Saved dataset items:
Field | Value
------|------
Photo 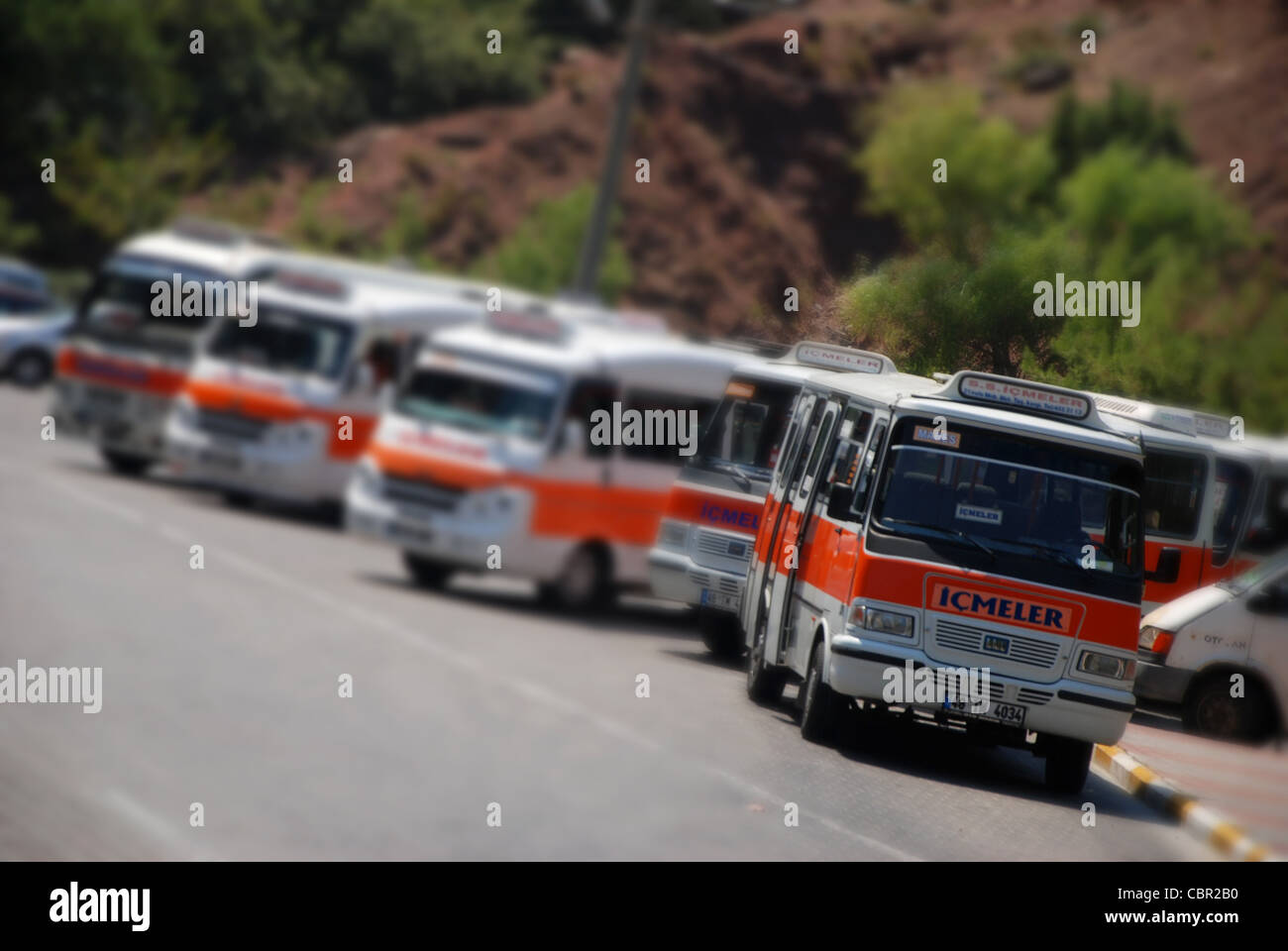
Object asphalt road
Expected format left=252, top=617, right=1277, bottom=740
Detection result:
left=0, top=386, right=1216, bottom=860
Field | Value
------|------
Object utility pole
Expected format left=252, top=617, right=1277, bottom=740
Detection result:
left=572, top=0, right=654, bottom=297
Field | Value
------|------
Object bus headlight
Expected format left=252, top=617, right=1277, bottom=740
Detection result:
left=353, top=456, right=380, bottom=495
left=657, top=518, right=690, bottom=552
left=1136, top=624, right=1176, bottom=657
left=171, top=393, right=197, bottom=429
left=269, top=423, right=322, bottom=446
left=849, top=601, right=917, bottom=638
left=1078, top=651, right=1136, bottom=681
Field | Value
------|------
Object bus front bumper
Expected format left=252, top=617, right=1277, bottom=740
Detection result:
left=827, top=634, right=1136, bottom=744
left=164, top=416, right=353, bottom=505
left=51, top=378, right=174, bottom=459
left=344, top=475, right=525, bottom=569
left=648, top=548, right=746, bottom=613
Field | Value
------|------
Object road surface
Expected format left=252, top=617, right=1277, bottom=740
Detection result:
left=0, top=386, right=1216, bottom=860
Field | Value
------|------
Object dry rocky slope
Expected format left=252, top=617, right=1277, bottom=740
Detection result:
left=196, top=0, right=1288, bottom=338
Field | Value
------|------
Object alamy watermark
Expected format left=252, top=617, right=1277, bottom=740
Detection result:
left=152, top=274, right=259, bottom=327
left=0, top=657, right=103, bottom=712
left=1033, top=273, right=1140, bottom=327
left=881, top=660, right=991, bottom=714
left=590, top=402, right=698, bottom=456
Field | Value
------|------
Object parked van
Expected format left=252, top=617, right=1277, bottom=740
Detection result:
left=347, top=301, right=746, bottom=608
left=649, top=340, right=896, bottom=655
left=1094, top=394, right=1265, bottom=609
left=742, top=371, right=1143, bottom=792
left=1136, top=543, right=1288, bottom=740
left=164, top=269, right=483, bottom=510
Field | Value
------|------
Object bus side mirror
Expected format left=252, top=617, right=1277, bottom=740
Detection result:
left=827, top=485, right=854, bottom=522
left=1248, top=581, right=1288, bottom=614
left=344, top=360, right=376, bottom=393
left=555, top=419, right=587, bottom=456
left=1145, top=548, right=1181, bottom=585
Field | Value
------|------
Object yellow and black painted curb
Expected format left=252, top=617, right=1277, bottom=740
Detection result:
left=1091, top=744, right=1278, bottom=862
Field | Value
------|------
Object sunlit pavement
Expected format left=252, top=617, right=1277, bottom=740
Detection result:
left=1118, top=710, right=1288, bottom=857
left=0, top=388, right=1215, bottom=860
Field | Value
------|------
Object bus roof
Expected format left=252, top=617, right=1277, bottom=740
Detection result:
left=814, top=370, right=1141, bottom=456
left=1091, top=393, right=1231, bottom=440
left=422, top=301, right=746, bottom=389
left=720, top=340, right=899, bottom=382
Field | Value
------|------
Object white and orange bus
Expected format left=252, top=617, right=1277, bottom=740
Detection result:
left=345, top=301, right=747, bottom=608
left=157, top=266, right=484, bottom=511
left=649, top=340, right=896, bottom=655
left=53, top=220, right=290, bottom=476
left=1092, top=394, right=1267, bottom=609
left=742, top=371, right=1143, bottom=792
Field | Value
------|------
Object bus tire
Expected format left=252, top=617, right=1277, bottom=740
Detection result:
left=99, top=449, right=152, bottom=478
left=698, top=611, right=742, bottom=657
left=800, top=641, right=845, bottom=744
left=542, top=544, right=610, bottom=611
left=1046, top=736, right=1091, bottom=795
left=747, top=614, right=787, bottom=705
left=1181, top=670, right=1275, bottom=740
left=5, top=348, right=54, bottom=389
left=403, top=552, right=452, bottom=590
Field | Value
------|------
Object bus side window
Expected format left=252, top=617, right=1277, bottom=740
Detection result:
left=622, top=390, right=717, bottom=466
left=850, top=420, right=889, bottom=521
left=554, top=376, right=617, bottom=459
left=819, top=406, right=872, bottom=521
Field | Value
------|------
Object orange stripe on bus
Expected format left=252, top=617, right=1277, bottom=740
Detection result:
left=183, top=380, right=378, bottom=462
left=56, top=347, right=187, bottom=397
left=368, top=442, right=667, bottom=545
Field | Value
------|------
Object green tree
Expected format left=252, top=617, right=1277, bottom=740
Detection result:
left=474, top=184, right=631, bottom=301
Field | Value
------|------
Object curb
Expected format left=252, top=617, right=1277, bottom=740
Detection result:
left=1091, top=744, right=1276, bottom=862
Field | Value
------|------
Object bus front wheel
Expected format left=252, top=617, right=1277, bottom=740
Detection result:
left=1046, top=736, right=1091, bottom=795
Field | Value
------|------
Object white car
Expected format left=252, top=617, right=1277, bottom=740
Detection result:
left=0, top=283, right=74, bottom=386
left=1136, top=543, right=1288, bottom=740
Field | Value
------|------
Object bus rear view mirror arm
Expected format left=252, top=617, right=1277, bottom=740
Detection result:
left=1145, top=548, right=1181, bottom=585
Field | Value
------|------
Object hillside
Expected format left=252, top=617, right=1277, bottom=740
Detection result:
left=190, top=0, right=1288, bottom=337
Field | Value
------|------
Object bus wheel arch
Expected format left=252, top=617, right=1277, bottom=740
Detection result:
left=1181, top=664, right=1283, bottom=740
left=541, top=539, right=613, bottom=611
left=799, top=624, right=846, bottom=744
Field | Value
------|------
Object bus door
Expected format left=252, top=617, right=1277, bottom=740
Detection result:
left=1199, top=455, right=1263, bottom=585
left=765, top=397, right=841, bottom=663
left=1142, top=443, right=1215, bottom=604
left=743, top=390, right=824, bottom=635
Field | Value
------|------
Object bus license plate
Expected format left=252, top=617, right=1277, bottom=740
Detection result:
left=197, top=450, right=241, bottom=472
left=944, top=699, right=1025, bottom=727
left=702, top=587, right=738, bottom=611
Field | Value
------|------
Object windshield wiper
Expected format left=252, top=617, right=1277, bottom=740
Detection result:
left=711, top=462, right=751, bottom=492
left=877, top=518, right=997, bottom=561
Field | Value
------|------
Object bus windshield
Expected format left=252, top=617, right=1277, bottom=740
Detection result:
left=688, top=376, right=800, bottom=482
left=872, top=419, right=1142, bottom=586
left=209, top=305, right=353, bottom=380
left=394, top=368, right=558, bottom=442
left=74, top=257, right=228, bottom=352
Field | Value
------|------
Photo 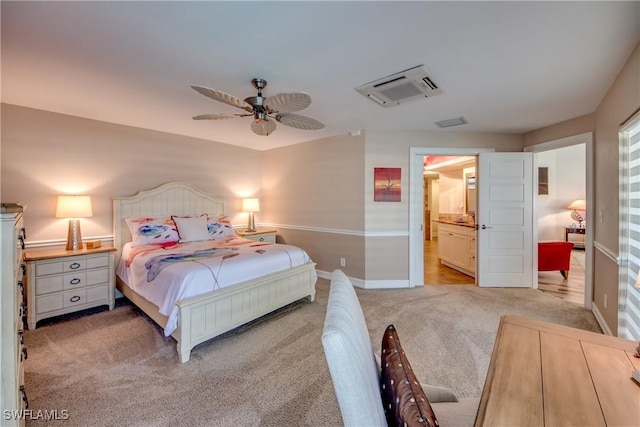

TASK: Pull out every line above that contains the word "orange".

THE SOLUTION:
Object white and orange bus
Object orange stripe on bus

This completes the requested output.